WHAT IS NEEDED:
Output the listing exactly, leaving out no line.

ENTRIES SUPPLIED:

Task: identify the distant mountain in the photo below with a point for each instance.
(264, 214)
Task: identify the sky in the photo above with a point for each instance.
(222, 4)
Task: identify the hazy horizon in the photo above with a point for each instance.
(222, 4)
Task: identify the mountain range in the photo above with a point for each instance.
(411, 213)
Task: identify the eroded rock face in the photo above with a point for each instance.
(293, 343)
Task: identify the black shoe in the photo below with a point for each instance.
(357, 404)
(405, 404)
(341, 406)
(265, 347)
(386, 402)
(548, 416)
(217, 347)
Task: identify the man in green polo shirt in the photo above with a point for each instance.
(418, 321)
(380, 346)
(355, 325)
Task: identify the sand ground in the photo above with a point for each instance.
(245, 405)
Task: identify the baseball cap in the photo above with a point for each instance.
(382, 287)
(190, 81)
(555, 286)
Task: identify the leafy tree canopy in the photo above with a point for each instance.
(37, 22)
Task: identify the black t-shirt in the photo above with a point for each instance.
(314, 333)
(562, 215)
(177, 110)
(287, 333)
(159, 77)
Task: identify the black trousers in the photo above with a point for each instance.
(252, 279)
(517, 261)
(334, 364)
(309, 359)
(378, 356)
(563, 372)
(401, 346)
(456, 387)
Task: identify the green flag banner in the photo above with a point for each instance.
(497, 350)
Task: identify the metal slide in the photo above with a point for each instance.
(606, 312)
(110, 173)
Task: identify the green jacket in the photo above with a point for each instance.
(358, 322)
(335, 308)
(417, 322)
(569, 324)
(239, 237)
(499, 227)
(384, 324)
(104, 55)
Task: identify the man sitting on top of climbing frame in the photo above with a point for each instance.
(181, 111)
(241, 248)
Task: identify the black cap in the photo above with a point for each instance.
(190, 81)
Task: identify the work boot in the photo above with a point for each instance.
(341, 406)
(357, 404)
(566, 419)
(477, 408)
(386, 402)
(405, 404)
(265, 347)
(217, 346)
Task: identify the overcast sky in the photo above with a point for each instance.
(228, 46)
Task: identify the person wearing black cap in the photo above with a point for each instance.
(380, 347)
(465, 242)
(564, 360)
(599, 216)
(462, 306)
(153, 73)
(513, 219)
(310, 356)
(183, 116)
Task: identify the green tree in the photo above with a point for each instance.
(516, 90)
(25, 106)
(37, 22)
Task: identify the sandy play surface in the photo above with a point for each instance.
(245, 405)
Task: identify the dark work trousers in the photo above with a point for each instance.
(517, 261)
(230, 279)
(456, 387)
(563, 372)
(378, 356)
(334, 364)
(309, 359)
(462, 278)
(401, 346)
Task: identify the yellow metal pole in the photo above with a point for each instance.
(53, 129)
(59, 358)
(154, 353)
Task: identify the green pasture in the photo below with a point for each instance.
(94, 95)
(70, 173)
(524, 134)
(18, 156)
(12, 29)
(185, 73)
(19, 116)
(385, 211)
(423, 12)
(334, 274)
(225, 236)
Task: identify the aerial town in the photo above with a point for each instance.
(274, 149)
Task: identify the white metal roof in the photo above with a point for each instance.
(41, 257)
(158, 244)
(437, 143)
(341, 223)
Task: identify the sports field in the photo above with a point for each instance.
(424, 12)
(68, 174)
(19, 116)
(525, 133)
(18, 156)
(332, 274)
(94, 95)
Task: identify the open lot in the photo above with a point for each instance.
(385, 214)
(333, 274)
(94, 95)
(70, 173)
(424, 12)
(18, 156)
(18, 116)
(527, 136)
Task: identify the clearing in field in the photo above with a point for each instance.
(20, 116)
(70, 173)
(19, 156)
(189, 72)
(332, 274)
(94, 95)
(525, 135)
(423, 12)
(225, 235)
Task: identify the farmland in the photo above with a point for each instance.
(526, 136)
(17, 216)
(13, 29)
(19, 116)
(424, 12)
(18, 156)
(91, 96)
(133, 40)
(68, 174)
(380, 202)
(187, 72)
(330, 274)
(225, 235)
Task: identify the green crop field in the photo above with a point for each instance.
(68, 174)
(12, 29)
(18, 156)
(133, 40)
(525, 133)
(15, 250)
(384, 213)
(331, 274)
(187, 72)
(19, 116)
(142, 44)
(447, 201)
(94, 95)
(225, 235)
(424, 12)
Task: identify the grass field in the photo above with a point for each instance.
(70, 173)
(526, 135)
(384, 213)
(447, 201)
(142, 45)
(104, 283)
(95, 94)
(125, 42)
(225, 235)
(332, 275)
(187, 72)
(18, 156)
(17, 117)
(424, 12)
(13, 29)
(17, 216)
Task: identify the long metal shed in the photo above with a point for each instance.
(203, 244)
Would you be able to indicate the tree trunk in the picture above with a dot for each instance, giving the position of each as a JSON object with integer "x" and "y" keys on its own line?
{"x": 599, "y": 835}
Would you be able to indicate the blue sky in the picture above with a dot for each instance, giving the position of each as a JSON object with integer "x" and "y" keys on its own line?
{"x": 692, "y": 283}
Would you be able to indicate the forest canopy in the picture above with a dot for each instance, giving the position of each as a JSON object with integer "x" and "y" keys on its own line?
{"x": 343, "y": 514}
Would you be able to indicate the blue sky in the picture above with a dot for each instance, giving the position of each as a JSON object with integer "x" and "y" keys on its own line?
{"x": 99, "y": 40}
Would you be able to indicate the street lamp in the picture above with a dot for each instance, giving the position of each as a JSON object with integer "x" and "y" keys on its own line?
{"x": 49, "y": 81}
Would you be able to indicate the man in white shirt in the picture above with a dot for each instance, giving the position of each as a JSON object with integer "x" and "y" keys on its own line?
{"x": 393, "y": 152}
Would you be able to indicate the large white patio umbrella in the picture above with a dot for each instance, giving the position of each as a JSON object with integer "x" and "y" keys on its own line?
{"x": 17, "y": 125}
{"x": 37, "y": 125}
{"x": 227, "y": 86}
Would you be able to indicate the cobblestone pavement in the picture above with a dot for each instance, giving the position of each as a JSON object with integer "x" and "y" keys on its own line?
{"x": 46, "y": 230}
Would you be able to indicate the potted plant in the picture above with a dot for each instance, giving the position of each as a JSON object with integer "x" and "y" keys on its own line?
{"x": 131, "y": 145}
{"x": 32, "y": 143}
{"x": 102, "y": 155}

YOUR SOLUTION:
Task: identify the distant mountain in the photo below with a point for each instance.
(264, 214)
Task: identify the sky in the photo above with a point for each instance.
(222, 4)
Task: identify the hazy horizon in the photo above with a point for each instance.
(222, 4)
Task: identify the mountain range in the photo above with a point for each instance.
(411, 213)
Task: identify the eroded rock face in the photo above with a point for each instance.
(293, 343)
Task: identify the black shoe in the photo below with a point for each instance.
(357, 404)
(405, 404)
(341, 406)
(265, 347)
(386, 402)
(548, 416)
(217, 347)
Task: identify the man in green polo shirt in the photo above with a point for each instance.
(418, 321)
(380, 346)
(355, 325)
Task: identify the sand ground in the photo above with a point for each instance.
(245, 405)
Task: identify the baseball cap in the photo above with a point for each instance.
(382, 287)
(190, 81)
(555, 286)
Task: identify the leafy tree canopy in the photo above with a point for each instance.
(37, 22)
Task: identify the black t-shirt in the photo above with a point for each instance.
(314, 333)
(562, 215)
(177, 110)
(287, 333)
(159, 77)
Task: identify the black trousers in the photo above with a point for each instance.
(252, 279)
(517, 261)
(334, 364)
(309, 359)
(378, 356)
(563, 372)
(401, 346)
(456, 387)
Task: identify the green flag banner in the photo above with a point for each instance.
(497, 350)
Task: identify the metal slide in the photo above with a point for each instance.
(606, 312)
(110, 173)
Task: identify the green jacket in the photo above with a point for each instance.
(358, 322)
(335, 308)
(417, 322)
(569, 324)
(239, 237)
(499, 227)
(384, 324)
(104, 55)
Task: identify the man sitting on top of climbing frame in the photo above with a point for each instance.
(181, 111)
(241, 248)
Task: identify the black cap in the photo above with a point for each instance.
(190, 81)
Task: identify the work boot in the photo above with a point for each instance.
(341, 406)
(357, 404)
(566, 419)
(477, 408)
(386, 402)
(405, 404)
(265, 347)
(217, 346)
Task: identify the overcast sky in the photo above with a point for each instance.
(228, 46)
Task: identify the person wearing black cap in the photo above with a point for each instance.
(380, 347)
(465, 242)
(564, 360)
(599, 216)
(462, 306)
(153, 73)
(513, 219)
(310, 356)
(183, 116)
Task: identify the green tree in the photo above with a point for each instance.
(516, 90)
(25, 106)
(37, 22)
Task: identify the sandy play surface in the photo above with a point for each instance.
(245, 405)
Task: identify the dark work trousers in the photo above with a point for each instance.
(517, 261)
(230, 279)
(456, 387)
(563, 372)
(378, 356)
(334, 364)
(309, 359)
(462, 278)
(401, 346)
Task: identify the yellow metal pole in the photo above with a point for each instance.
(53, 129)
(59, 358)
(154, 353)
Task: identify the green pasture in the photo below with a point for each instance.
(94, 95)
(70, 173)
(524, 134)
(18, 156)
(12, 29)
(185, 73)
(19, 116)
(385, 211)
(423, 12)
(334, 274)
(225, 236)
Task: identify the aerial town in the photo above with a point for each instance.
(274, 149)
Task: identify the white metal roof in the photo above with a point for each instance.
(41, 257)
(158, 244)
(437, 143)
(341, 223)
Task: identify the sports field in the photo above with a point for each instance.
(424, 12)
(68, 174)
(19, 116)
(525, 133)
(18, 156)
(332, 274)
(94, 95)
Task: identify the open lot in the photo above with a point for each instance.
(385, 214)
(333, 274)
(94, 95)
(70, 173)
(424, 12)
(18, 156)
(18, 116)
(527, 136)
Task: identify the clearing in field in the photo above with a point for each instance.
(20, 116)
(70, 173)
(19, 156)
(189, 72)
(332, 274)
(94, 95)
(525, 135)
(423, 12)
(225, 235)
Task: identify the farmland in the photo above with a point for each instance.
(526, 136)
(17, 216)
(13, 29)
(19, 116)
(424, 12)
(18, 156)
(91, 96)
(133, 40)
(68, 174)
(380, 202)
(187, 72)
(330, 274)
(225, 235)
Task: identify the green crop field in the photo above with a point for each instance.
(68, 174)
(12, 29)
(18, 156)
(133, 40)
(525, 133)
(15, 250)
(384, 213)
(331, 274)
(187, 72)
(19, 116)
(142, 44)
(447, 201)
(94, 95)
(225, 235)
(424, 12)
Task: identify the grass field in the photo above with a point for each instance.
(70, 173)
(526, 135)
(384, 213)
(447, 201)
(142, 45)
(104, 283)
(95, 94)
(125, 42)
(225, 235)
(332, 275)
(187, 72)
(18, 156)
(17, 117)
(424, 12)
(13, 29)
(17, 216)
Task: identify the long metal shed in the photo above with a point for each instance.
(203, 244)
Would you be able to indicate the tree trunk in the picture above with a dot for each instance, giving the position of each as a JSON object with integer "x" and "y" keys on its own line?
{"x": 599, "y": 835}
Would you be able to indicate the blue sky in the picture above with a dot for each instance, giving the position of each as a JSON object with integer "x" and "y" keys on its own line?
{"x": 692, "y": 283}
Would you be able to indicate the forest canopy in the picture above with a dot for each instance, giving the position of each as a JSON object with integer "x" and "y" keys on its own line?
{"x": 343, "y": 514}
Would you be able to indicate the blue sky in the picture above with a dot for each instance, giving the position of each as a JSON object with integer "x" and "y" keys on its own line?
{"x": 99, "y": 40}
Would you be able to indicate the street lamp in the picture above with a dot for each instance, giving the position of each as a JSON object with integer "x" and "y" keys on its own line?
{"x": 49, "y": 81}
Would you be able to indicate the man in white shirt in the picture above with a dot for each instance, giving the position of each as a JSON object with integer "x" and "y" keys on its own line?
{"x": 393, "y": 152}
Would you be able to indicate the large white patio umbrella in the picture above with a dot for each instance, giving the position of each as a JSON object with integer "x" and "y" keys on its own line?
{"x": 17, "y": 125}
{"x": 37, "y": 125}
{"x": 227, "y": 86}
Would you be able to indicate the cobblestone pavement in the picture above with a dot for each instance, giving the position of each as a JSON object with integer "x" and "y" keys on its own line?
{"x": 46, "y": 230}
Would you be able to indicate the potted plant in the picture above with a dot for each instance, giving the position of each as a JSON object with integer "x" and "y" keys on its own line?
{"x": 131, "y": 145}
{"x": 32, "y": 143}
{"x": 102, "y": 155}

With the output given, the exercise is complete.